» **Your task**
Give back every record exactly.

======== Task material ========

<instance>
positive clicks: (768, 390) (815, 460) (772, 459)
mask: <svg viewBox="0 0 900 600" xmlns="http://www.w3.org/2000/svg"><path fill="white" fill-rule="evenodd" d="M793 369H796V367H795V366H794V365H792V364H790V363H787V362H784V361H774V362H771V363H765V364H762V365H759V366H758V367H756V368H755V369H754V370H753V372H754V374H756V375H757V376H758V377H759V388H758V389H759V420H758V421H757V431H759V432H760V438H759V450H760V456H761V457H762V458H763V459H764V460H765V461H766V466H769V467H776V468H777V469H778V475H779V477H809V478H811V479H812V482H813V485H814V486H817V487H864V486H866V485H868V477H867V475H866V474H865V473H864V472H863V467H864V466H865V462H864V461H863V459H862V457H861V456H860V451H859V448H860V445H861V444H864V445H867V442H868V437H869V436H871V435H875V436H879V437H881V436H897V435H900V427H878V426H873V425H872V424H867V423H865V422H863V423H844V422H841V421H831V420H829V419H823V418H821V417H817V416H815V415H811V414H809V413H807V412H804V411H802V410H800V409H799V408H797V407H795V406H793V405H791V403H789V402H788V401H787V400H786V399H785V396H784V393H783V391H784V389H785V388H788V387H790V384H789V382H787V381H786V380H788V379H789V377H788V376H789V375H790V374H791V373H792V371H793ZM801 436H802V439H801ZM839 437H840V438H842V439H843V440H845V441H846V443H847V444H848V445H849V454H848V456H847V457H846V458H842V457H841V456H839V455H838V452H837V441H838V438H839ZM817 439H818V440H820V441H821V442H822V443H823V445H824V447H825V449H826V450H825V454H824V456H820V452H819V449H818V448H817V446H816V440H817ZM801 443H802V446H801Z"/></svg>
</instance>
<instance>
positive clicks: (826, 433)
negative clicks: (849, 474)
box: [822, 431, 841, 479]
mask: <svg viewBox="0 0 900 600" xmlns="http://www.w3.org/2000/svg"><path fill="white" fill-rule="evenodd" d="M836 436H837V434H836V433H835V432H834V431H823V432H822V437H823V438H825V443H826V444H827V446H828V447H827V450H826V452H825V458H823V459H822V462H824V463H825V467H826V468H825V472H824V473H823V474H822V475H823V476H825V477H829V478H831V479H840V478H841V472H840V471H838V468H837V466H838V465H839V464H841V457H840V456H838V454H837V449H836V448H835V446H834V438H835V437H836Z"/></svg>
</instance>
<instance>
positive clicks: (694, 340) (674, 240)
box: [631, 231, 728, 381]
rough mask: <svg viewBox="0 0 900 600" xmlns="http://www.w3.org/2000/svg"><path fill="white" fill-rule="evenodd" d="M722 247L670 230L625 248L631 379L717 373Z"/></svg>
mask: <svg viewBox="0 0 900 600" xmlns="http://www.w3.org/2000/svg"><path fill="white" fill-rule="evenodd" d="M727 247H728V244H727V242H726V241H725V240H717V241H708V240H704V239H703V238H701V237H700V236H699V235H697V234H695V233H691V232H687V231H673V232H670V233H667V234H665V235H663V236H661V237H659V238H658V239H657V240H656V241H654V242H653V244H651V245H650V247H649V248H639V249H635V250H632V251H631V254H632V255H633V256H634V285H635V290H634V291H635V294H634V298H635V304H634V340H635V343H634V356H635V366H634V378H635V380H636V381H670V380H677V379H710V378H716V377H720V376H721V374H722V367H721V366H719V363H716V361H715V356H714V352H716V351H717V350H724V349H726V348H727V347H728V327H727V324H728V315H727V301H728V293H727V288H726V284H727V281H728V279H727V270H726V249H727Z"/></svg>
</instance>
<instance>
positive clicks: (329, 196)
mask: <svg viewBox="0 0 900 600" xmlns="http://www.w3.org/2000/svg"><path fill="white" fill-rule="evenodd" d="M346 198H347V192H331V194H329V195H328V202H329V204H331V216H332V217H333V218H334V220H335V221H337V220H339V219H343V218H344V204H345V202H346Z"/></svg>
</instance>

========

» **Response to this exercise**
<instance>
positive clicks: (768, 390) (815, 460) (772, 459)
mask: <svg viewBox="0 0 900 600" xmlns="http://www.w3.org/2000/svg"><path fill="white" fill-rule="evenodd" d="M793 369H796V367H795V366H794V365H792V364H790V363H787V362H784V361H774V362H771V363H765V364H762V365H759V366H758V367H756V368H755V369H754V370H753V372H754V374H756V375H757V376H758V377H759V388H758V389H759V420H758V421H757V431H759V432H760V438H759V450H760V456H761V457H762V458H763V459H764V460H765V461H766V466H769V467H776V468H777V469H778V475H779V477H809V478H811V479H812V482H813V485H814V486H817V487H864V486H866V485H868V477H867V475H866V474H865V473H864V472H863V467H864V466H865V462H864V461H863V459H862V457H861V456H860V451H859V448H860V445H861V444H864V445H867V442H868V437H869V436H871V435H875V436H879V437H881V436H897V435H900V427H878V426H873V425H872V424H867V423H865V422H863V423H844V422H841V421H831V420H829V419H823V418H821V417H817V416H815V415H811V414H809V413H807V412H804V411H802V410H800V409H799V408H797V407H795V406H793V405H791V403H789V402H788V401H787V400H786V399H785V396H784V393H783V391H784V389H785V388H788V387H790V384H789V382H787V381H786V380H788V379H789V377H788V376H789V375H790V374H791V373H792V371H793ZM801 436H802V439H801ZM839 437H840V438H842V439H843V440H845V441H846V443H847V444H848V445H849V454H848V456H847V457H846V458H842V457H841V456H839V455H838V452H837V441H838V438H839ZM817 439H818V440H820V441H821V442H822V443H823V445H824V447H825V449H826V450H825V454H824V456H820V452H819V449H818V448H817V446H816V440H817ZM801 443H802V446H801Z"/></svg>
</instance>
<instance>
positive clicks: (826, 433)
negative clicks: (849, 474)
box: [822, 431, 841, 479]
mask: <svg viewBox="0 0 900 600" xmlns="http://www.w3.org/2000/svg"><path fill="white" fill-rule="evenodd" d="M836 436H837V434H836V433H835V432H834V431H823V432H822V437H823V438H825V443H826V444H827V446H828V447H827V450H826V452H825V458H823V459H822V462H824V463H825V467H826V468H825V472H824V473H823V474H822V475H823V476H825V477H829V478H831V479H840V478H841V472H840V471H838V468H837V466H838V465H839V464H841V457H840V456H838V454H837V449H836V448H835V446H834V438H835V437H836Z"/></svg>
</instance>
<instance>
positive clicks: (694, 340) (674, 240)
box: [631, 231, 728, 381]
rough mask: <svg viewBox="0 0 900 600" xmlns="http://www.w3.org/2000/svg"><path fill="white" fill-rule="evenodd" d="M722 247L670 230L625 248L631 379L717 373Z"/></svg>
mask: <svg viewBox="0 0 900 600" xmlns="http://www.w3.org/2000/svg"><path fill="white" fill-rule="evenodd" d="M727 247H728V244H727V242H726V241H725V240H717V241H708V240H704V239H703V238H701V237H700V236H699V235H697V234H695V233H691V232H687V231H673V232H670V233H667V234H665V235H663V236H661V237H659V238H658V239H657V240H656V241H654V242H653V244H651V245H650V247H649V248H639V249H635V250H632V251H631V254H632V255H633V256H634V285H635V290H634V291H635V294H634V298H635V304H634V340H635V343H634V356H635V366H634V378H635V380H636V381H670V380H677V379H710V378H716V377H720V376H721V374H722V367H721V366H719V363H716V361H715V356H714V352H716V351H717V350H724V349H726V348H727V347H728V327H727V324H728V315H727V301H728V293H727V288H726V284H727V281H728V279H727V270H726V249H727Z"/></svg>
</instance>
<instance>
positive clicks: (329, 196)
mask: <svg viewBox="0 0 900 600" xmlns="http://www.w3.org/2000/svg"><path fill="white" fill-rule="evenodd" d="M346 198H347V192H331V194H329V195H328V202H329V204H331V216H332V217H333V218H334V220H335V221H337V220H339V219H343V218H344V204H345V202H346Z"/></svg>
</instance>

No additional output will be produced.